▶ **Exercise input**
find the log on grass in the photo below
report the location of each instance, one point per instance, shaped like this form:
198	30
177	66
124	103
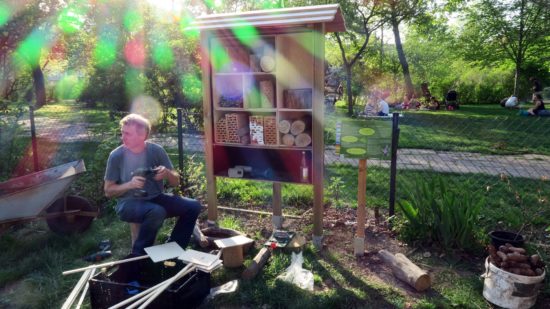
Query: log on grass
257	263
297	127
406	270
284	126
302	139
288	140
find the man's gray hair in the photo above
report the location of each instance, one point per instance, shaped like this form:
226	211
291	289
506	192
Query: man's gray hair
137	120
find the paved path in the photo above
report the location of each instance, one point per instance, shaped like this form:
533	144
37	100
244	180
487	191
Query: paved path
527	166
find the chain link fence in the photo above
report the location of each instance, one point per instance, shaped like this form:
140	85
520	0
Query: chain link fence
502	158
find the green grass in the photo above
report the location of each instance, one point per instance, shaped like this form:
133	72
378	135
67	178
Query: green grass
36	257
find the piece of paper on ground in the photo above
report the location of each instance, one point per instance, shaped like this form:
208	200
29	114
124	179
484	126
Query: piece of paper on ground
164	252
198	258
238	240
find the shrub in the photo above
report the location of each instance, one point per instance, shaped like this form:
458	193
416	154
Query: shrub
435	213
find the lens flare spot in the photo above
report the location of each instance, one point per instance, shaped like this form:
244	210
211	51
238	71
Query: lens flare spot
5	14
219	58
247	34
133	82
31	48
134	52
105	53
133	21
71	20
192	87
69	87
366	131
163	56
147	107
212	4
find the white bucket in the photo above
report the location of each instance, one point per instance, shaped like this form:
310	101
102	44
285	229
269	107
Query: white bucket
509	290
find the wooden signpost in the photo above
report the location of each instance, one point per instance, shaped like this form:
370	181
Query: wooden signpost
362	139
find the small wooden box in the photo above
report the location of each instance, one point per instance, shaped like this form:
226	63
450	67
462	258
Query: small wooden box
220	133
270	130
256	124
267	94
235	121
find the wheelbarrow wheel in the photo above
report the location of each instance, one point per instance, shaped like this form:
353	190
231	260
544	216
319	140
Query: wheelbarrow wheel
70	223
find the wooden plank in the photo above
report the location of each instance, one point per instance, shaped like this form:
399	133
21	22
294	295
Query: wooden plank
208	127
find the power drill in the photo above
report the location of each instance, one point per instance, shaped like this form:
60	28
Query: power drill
148	172
98	256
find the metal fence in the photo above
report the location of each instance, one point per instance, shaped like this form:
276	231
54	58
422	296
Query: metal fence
478	153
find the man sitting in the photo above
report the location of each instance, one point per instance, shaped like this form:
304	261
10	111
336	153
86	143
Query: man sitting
140	196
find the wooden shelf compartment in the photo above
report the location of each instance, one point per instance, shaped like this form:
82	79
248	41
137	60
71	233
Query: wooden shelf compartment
260	91
280	165
228	91
295	129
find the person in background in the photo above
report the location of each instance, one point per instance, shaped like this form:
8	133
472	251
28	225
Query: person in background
141	199
510	102
538	109
371	108
383	107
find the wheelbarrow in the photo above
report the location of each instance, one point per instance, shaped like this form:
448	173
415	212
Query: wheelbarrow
42	195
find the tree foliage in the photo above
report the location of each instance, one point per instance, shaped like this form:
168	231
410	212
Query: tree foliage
506	30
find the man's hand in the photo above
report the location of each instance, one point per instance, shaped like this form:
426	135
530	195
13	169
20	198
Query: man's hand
161	172
137	182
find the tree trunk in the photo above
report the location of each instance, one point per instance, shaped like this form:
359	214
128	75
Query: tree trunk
402	59
519	52
39	87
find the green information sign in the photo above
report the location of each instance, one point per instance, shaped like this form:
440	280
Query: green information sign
364	138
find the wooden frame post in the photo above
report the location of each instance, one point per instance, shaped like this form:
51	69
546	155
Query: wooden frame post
318	154
277	218
212	199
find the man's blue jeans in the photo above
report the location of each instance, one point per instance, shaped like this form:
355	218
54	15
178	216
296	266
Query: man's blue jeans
151	214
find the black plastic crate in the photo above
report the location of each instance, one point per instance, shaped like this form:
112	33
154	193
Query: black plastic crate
187	292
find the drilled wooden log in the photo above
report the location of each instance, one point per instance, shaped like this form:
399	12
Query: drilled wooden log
284	126
297	127
244	131
288	140
406	270
302	140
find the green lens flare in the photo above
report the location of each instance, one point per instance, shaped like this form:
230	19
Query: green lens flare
349	139
163	56
69	87
220	58
105	53
31	48
5	13
185	22
133	21
192	87
71	20
248	35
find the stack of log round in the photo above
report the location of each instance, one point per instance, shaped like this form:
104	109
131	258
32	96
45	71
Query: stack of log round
515	260
295	133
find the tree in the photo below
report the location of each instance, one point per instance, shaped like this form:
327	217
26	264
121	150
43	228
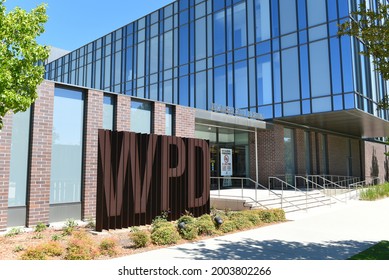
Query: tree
21	57
372	29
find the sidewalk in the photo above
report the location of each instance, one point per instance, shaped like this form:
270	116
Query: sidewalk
327	233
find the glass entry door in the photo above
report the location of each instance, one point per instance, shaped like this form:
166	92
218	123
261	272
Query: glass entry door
236	143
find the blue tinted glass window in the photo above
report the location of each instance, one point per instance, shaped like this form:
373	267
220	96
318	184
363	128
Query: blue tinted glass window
184	39
338	102
302	16
262	20
266	111
274	18
140	116
240	30
291	108
200	40
306	106
347	67
67	144
316	12
320	71
264	80
336	71
184	91
343	8
332	10
201	90
290	75
304	72
289	41
288	16
317	32
276	77
241	85
219	33
18	176
220	85
218	4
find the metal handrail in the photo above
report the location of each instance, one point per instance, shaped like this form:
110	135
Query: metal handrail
296	189
320	186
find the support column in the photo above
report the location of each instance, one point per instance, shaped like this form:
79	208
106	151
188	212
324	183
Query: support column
5	161
38	199
94	121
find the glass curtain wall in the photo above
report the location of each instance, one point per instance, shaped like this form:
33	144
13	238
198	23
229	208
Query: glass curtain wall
275	57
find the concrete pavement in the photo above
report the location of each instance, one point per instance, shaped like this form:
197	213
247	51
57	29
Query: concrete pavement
326	233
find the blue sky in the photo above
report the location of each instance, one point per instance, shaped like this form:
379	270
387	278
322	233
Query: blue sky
74	23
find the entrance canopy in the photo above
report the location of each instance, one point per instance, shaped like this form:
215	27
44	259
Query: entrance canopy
352	122
230	121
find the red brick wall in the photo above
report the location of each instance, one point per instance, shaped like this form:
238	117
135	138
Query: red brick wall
270	153
184	125
5	159
159	118
375	162
94	121
39	196
123	113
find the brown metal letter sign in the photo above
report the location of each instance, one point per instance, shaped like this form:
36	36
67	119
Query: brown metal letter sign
140	176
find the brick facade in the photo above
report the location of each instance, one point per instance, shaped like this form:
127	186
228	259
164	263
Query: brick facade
38	198
159	118
184	125
5	160
376	163
123	113
94	121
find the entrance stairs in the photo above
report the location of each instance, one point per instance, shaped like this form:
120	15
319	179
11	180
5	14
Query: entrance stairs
311	192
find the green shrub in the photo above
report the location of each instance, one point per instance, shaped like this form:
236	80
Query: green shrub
189	229
140	238
69	226
279	215
108	247
253	217
241	221
227	226
375	192
165	234
42	251
40	227
205	225
33	253
81	247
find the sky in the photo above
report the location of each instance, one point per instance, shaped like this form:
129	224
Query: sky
74	23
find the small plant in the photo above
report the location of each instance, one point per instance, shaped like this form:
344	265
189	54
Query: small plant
108	247
165	234
91	223
40	227
187	227
18	248
38	236
227	226
56	237
13	232
81	247
140	238
33	253
69	227
205	225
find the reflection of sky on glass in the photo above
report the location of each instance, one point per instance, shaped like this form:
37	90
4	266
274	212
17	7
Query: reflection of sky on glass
68	116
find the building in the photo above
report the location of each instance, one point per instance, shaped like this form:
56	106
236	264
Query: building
268	79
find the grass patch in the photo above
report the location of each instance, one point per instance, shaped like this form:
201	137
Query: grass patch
380	251
375	192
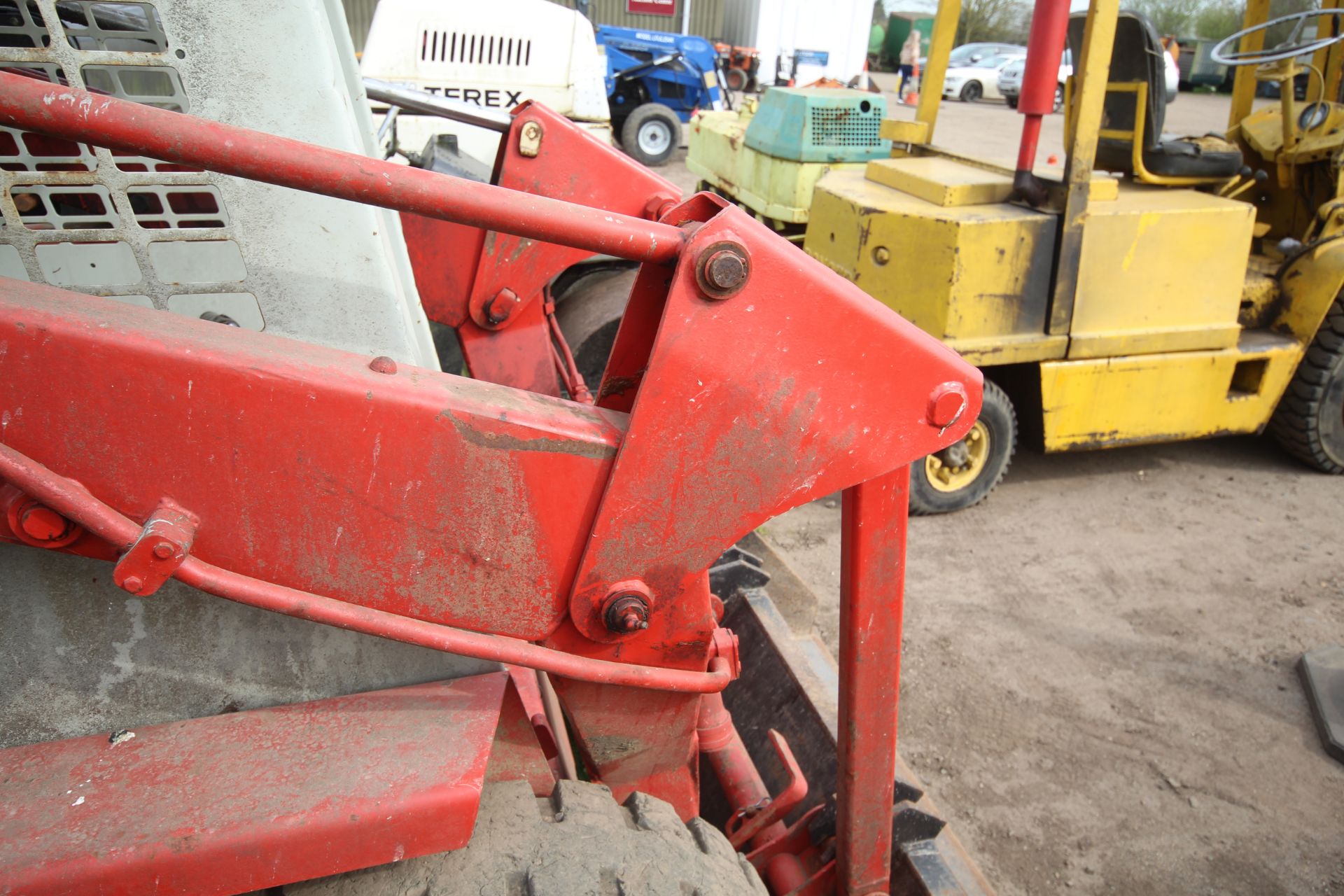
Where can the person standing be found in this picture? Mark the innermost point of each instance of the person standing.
(909, 57)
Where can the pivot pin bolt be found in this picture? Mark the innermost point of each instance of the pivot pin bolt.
(723, 270)
(626, 614)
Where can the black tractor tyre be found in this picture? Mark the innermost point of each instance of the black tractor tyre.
(589, 312)
(1310, 418)
(651, 134)
(997, 426)
(577, 841)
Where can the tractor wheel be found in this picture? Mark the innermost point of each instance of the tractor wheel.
(1310, 418)
(577, 841)
(965, 473)
(651, 134)
(589, 312)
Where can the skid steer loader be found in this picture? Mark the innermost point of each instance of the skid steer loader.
(217, 382)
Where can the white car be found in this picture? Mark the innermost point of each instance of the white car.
(977, 81)
(1009, 80)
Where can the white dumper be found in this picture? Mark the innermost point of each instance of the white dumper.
(493, 55)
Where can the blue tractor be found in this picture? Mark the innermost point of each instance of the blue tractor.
(654, 83)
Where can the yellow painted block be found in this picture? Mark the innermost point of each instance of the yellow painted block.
(1166, 398)
(942, 182)
(1102, 190)
(1160, 270)
(974, 276)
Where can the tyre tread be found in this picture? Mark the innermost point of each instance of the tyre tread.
(1296, 424)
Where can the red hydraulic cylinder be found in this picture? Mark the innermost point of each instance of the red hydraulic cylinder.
(118, 124)
(1044, 49)
(873, 570)
(722, 746)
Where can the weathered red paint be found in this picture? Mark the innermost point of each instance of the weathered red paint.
(74, 501)
(473, 505)
(571, 166)
(461, 270)
(251, 799)
(118, 124)
(873, 574)
(162, 547)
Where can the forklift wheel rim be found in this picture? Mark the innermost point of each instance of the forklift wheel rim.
(949, 479)
(655, 137)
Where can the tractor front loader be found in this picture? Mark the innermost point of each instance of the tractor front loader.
(510, 530)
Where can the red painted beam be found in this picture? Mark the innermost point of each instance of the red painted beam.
(118, 124)
(873, 574)
(252, 799)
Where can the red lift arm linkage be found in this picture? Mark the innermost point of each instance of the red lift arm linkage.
(746, 379)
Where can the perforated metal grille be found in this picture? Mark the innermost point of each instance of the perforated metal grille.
(159, 207)
(118, 27)
(52, 207)
(151, 85)
(477, 49)
(22, 24)
(23, 150)
(846, 127)
(111, 223)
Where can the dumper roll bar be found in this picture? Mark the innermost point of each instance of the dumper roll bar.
(745, 379)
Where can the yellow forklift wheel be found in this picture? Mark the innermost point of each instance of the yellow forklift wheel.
(964, 473)
(961, 464)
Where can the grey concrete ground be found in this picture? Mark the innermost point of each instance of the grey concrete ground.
(1098, 680)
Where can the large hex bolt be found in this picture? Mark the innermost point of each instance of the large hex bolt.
(626, 608)
(723, 270)
(502, 307)
(946, 403)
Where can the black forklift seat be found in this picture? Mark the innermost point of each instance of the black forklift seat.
(1138, 90)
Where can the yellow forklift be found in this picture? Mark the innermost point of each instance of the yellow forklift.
(1168, 288)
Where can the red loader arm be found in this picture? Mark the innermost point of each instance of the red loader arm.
(746, 379)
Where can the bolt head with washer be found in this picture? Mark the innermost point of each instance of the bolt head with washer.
(626, 608)
(723, 270)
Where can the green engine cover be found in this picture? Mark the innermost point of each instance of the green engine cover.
(819, 124)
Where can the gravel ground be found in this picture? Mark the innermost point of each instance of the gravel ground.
(1100, 681)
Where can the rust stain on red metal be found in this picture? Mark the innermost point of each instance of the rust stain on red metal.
(251, 799)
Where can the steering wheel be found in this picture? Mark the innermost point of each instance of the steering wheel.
(1294, 46)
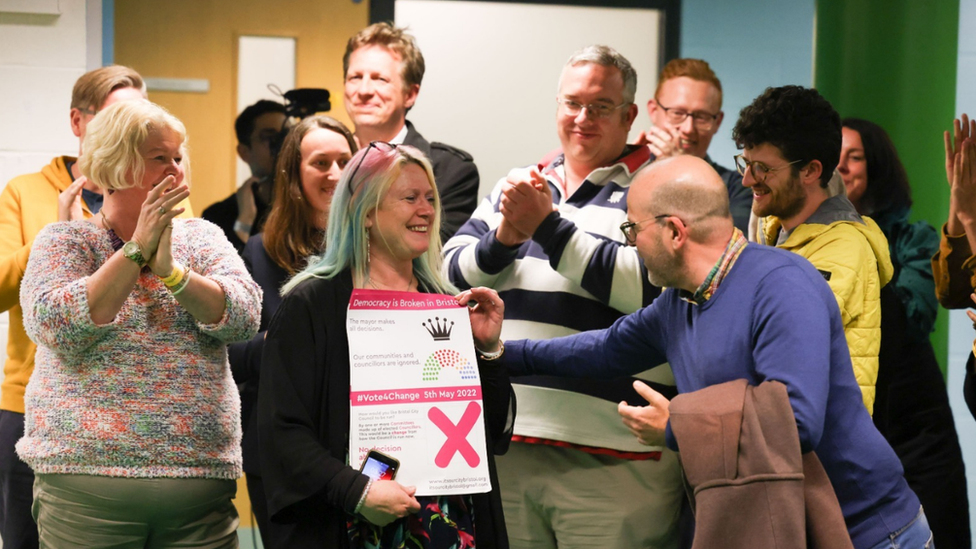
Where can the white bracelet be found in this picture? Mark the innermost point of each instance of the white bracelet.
(362, 498)
(182, 286)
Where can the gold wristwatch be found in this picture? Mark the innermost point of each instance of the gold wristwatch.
(132, 251)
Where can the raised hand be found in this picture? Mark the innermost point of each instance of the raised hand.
(647, 423)
(961, 129)
(158, 211)
(388, 500)
(663, 141)
(69, 201)
(486, 316)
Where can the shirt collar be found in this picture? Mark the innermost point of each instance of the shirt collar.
(736, 244)
(399, 137)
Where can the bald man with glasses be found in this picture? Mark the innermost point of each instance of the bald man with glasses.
(686, 113)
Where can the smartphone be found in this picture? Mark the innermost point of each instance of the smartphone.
(379, 466)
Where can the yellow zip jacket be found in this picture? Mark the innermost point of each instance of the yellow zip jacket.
(854, 259)
(27, 204)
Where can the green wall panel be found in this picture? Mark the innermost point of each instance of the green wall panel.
(894, 62)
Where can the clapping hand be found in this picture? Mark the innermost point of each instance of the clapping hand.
(526, 200)
(647, 423)
(486, 316)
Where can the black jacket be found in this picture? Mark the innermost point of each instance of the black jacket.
(303, 422)
(456, 177)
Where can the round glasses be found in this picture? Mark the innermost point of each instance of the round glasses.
(675, 116)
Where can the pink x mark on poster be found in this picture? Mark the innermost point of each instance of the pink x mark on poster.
(415, 393)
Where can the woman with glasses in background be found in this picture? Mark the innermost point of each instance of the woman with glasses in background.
(308, 169)
(912, 406)
(383, 233)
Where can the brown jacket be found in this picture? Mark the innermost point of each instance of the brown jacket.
(751, 487)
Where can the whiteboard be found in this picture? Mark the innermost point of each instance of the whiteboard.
(493, 69)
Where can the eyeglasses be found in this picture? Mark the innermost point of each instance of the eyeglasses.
(759, 170)
(595, 110)
(631, 228)
(702, 120)
(372, 145)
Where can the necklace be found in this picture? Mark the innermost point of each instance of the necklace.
(117, 242)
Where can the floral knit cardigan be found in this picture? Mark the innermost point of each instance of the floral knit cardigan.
(149, 394)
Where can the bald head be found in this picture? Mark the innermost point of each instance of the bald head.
(685, 186)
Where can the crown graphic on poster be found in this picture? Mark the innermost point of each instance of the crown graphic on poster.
(438, 328)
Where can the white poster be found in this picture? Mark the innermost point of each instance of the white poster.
(415, 391)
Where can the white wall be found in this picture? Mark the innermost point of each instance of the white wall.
(41, 56)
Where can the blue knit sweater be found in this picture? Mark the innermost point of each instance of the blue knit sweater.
(772, 318)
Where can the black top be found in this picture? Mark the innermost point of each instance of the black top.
(740, 196)
(245, 356)
(456, 177)
(303, 422)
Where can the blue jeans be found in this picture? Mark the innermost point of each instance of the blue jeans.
(914, 535)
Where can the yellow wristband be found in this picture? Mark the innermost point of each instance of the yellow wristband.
(181, 285)
(174, 277)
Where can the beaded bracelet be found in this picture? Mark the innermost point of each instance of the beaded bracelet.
(174, 277)
(492, 356)
(175, 290)
(362, 498)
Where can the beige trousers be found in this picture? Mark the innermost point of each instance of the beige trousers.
(81, 511)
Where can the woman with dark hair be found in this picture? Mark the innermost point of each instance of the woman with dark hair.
(132, 417)
(912, 407)
(308, 169)
(383, 234)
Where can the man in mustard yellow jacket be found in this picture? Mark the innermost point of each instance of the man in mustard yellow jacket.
(28, 203)
(791, 140)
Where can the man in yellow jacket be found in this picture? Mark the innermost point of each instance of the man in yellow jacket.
(28, 203)
(791, 140)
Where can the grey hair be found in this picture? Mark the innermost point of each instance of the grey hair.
(608, 57)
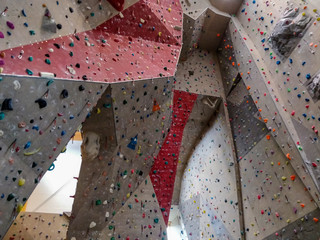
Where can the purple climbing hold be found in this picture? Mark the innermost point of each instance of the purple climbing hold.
(10, 25)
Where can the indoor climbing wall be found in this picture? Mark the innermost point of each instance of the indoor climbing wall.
(139, 218)
(200, 116)
(141, 42)
(100, 41)
(200, 28)
(42, 226)
(199, 74)
(38, 117)
(121, 140)
(208, 188)
(273, 112)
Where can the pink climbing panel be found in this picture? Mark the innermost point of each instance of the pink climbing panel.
(164, 169)
(142, 43)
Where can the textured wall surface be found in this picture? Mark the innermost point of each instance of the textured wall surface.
(38, 117)
(248, 169)
(210, 175)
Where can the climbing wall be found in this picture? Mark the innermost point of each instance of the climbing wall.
(30, 226)
(208, 185)
(140, 217)
(198, 121)
(85, 41)
(273, 115)
(38, 117)
(129, 138)
(199, 74)
(142, 42)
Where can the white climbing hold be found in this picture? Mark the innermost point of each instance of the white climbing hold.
(92, 225)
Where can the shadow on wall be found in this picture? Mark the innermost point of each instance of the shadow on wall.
(228, 6)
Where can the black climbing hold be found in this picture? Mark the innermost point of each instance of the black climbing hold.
(42, 103)
(10, 197)
(7, 105)
(81, 88)
(57, 45)
(64, 93)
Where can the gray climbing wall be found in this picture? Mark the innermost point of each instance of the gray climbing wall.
(140, 217)
(32, 24)
(200, 116)
(38, 117)
(278, 165)
(210, 176)
(30, 226)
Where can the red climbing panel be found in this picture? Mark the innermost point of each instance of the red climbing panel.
(163, 172)
(136, 45)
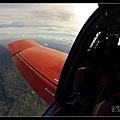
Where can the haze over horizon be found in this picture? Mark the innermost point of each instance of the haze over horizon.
(43, 20)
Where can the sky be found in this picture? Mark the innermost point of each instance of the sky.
(43, 20)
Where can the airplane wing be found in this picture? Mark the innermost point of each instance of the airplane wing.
(40, 66)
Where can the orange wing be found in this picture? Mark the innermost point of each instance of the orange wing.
(40, 66)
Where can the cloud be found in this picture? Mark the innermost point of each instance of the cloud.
(43, 17)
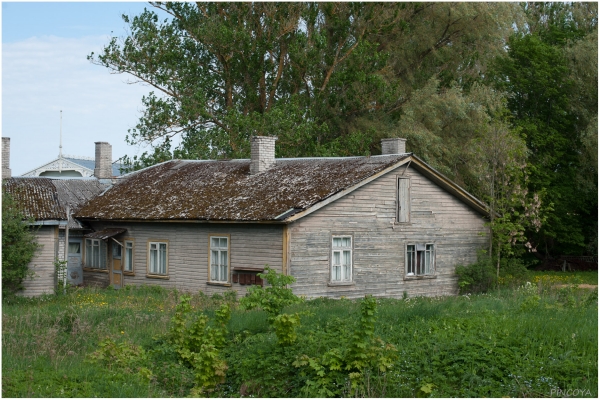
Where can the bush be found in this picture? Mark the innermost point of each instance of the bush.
(18, 246)
(478, 277)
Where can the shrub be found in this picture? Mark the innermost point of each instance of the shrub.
(272, 299)
(199, 344)
(18, 246)
(478, 277)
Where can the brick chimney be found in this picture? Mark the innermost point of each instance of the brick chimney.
(103, 169)
(6, 158)
(393, 146)
(262, 153)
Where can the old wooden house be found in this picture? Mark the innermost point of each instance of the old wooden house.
(381, 225)
(50, 203)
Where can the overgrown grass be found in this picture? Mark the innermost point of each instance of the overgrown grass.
(513, 342)
(551, 278)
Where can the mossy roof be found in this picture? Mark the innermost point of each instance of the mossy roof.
(44, 199)
(225, 191)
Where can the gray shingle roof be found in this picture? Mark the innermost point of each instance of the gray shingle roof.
(91, 164)
(46, 199)
(225, 191)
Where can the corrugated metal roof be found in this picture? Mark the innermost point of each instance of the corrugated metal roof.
(91, 164)
(105, 233)
(75, 193)
(37, 198)
(225, 191)
(47, 199)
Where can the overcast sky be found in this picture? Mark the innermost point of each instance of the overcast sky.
(45, 70)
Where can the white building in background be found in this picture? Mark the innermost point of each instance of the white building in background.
(70, 167)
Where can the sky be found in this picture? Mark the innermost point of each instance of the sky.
(45, 70)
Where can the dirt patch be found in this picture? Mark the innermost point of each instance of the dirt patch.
(580, 286)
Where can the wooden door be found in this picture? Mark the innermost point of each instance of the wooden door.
(116, 271)
(74, 269)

▶ **What to do**
Exactly as written, give the line containing "Where can the mossy" and all remaining lines of the records.

▶ **Problem solution**
Where can the mossy roof be found in this picture? Mark the innermost point of each instance of the mossy roof.
(44, 199)
(225, 191)
Where can the gray shingle roof be found in this picture? Mark the innermost point of each instance of the gray shingle roof.
(91, 164)
(46, 199)
(225, 191)
Where can the corrugated metal roof be found in this picture? Mark the innermost point of each instance of the corrugated metal roof.
(91, 164)
(105, 233)
(75, 193)
(37, 198)
(225, 191)
(47, 199)
Where can the overcast sky be found in this picture? Mark the innermost point of each instance of the overcast sky.
(45, 70)
Where can the white building in background be found in this picture? Mark the innermost point of each instance of the white building in background.
(70, 167)
Where can the sky be found in this picture? Mark the innermost point of each instance of the sky.
(45, 70)
Where can the dirt patch be found in this picture? Mark the innermost point of each instance of the dirt patch.
(580, 286)
Where can the wooden door be found in this picture? Mark the innermost point of each instance of the wooden door.
(116, 271)
(74, 269)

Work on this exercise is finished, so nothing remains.